Material for this exercise

- - - - -

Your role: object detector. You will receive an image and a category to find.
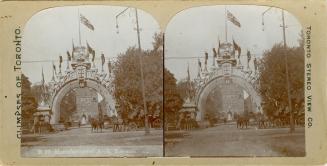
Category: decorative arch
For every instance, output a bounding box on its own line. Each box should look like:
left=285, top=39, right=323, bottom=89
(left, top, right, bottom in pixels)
left=50, top=79, right=115, bottom=124
left=195, top=75, right=261, bottom=121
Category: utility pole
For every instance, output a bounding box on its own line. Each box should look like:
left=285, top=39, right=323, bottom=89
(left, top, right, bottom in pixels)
left=135, top=8, right=150, bottom=135
left=281, top=10, right=295, bottom=133
left=262, top=8, right=294, bottom=133
left=116, top=8, right=150, bottom=135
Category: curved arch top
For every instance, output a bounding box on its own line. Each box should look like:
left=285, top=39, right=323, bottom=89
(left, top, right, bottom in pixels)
left=196, top=74, right=261, bottom=121
left=50, top=79, right=116, bottom=124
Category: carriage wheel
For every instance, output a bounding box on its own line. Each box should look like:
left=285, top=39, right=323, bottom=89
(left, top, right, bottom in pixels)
left=129, top=122, right=137, bottom=131
left=152, top=119, right=162, bottom=129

- - - - -

Aim of the exercise
Print the whole listing above once more, word for word, without its pictures.

Reply
Your role: object detector. You will receive an image and a category to find.
Category: decorative arch
For every instance, output a bounding box on its own line. Each box should look like:
left=285, top=39, right=323, bottom=89
(left, top, right, bottom in pixels)
left=50, top=79, right=115, bottom=124
left=195, top=75, right=261, bottom=121
Category: utility pole
For every instance, output a bounding box on its own line. Each box should look like:
left=285, top=39, right=323, bottom=89
(left, top, right, bottom in pixels)
left=135, top=8, right=150, bottom=135
left=281, top=10, right=295, bottom=133
left=262, top=8, right=294, bottom=133
left=116, top=8, right=150, bottom=135
Category: curved arch top
For every instance, output a bounding box on its own line. Each box should look like:
left=285, top=39, right=323, bottom=89
(left, top, right, bottom in pixels)
left=196, top=74, right=261, bottom=121
left=50, top=79, right=116, bottom=124
Category: carriage wheel
For every instance, output a bounding box on its own line. Each box should look like:
left=285, top=39, right=323, bottom=89
(left, top, right, bottom in pixels)
left=129, top=122, right=137, bottom=131
left=152, top=119, right=162, bottom=129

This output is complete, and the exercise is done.